(Supplied records)
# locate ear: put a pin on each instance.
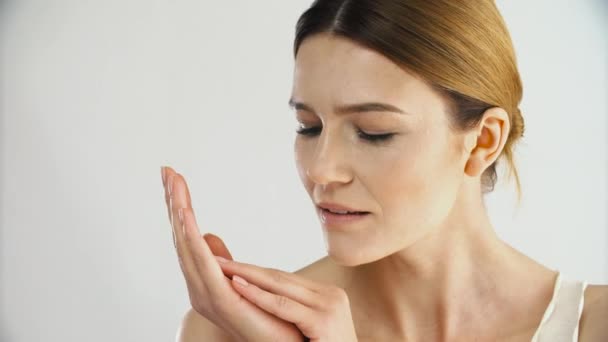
(486, 141)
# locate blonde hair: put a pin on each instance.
(461, 47)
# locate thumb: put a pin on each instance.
(217, 246)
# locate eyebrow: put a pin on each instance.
(351, 108)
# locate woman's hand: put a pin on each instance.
(274, 306)
(211, 293)
(321, 312)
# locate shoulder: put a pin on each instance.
(195, 327)
(593, 319)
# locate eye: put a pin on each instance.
(375, 138)
(372, 138)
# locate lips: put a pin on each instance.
(340, 209)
(End Supplied records)
Work instructions: Restate the records above verbatim. Pictures stay out.

Response box:
# locate ear: put a pin on each instance.
(486, 141)
# locate blonde hair: put a pin on each instance.
(461, 47)
# locate thumb: put a pin on each instance.
(217, 246)
# locate eyebrow: put a pin on each instance.
(351, 108)
# locate woman's hand: put a pin on each instance.
(274, 306)
(211, 293)
(321, 312)
# locate shoulder: put a pin on each instance.
(195, 327)
(593, 319)
# locate eye: put a pin on each instance.
(375, 138)
(372, 138)
# locate lips: put a pin on each instance.
(340, 209)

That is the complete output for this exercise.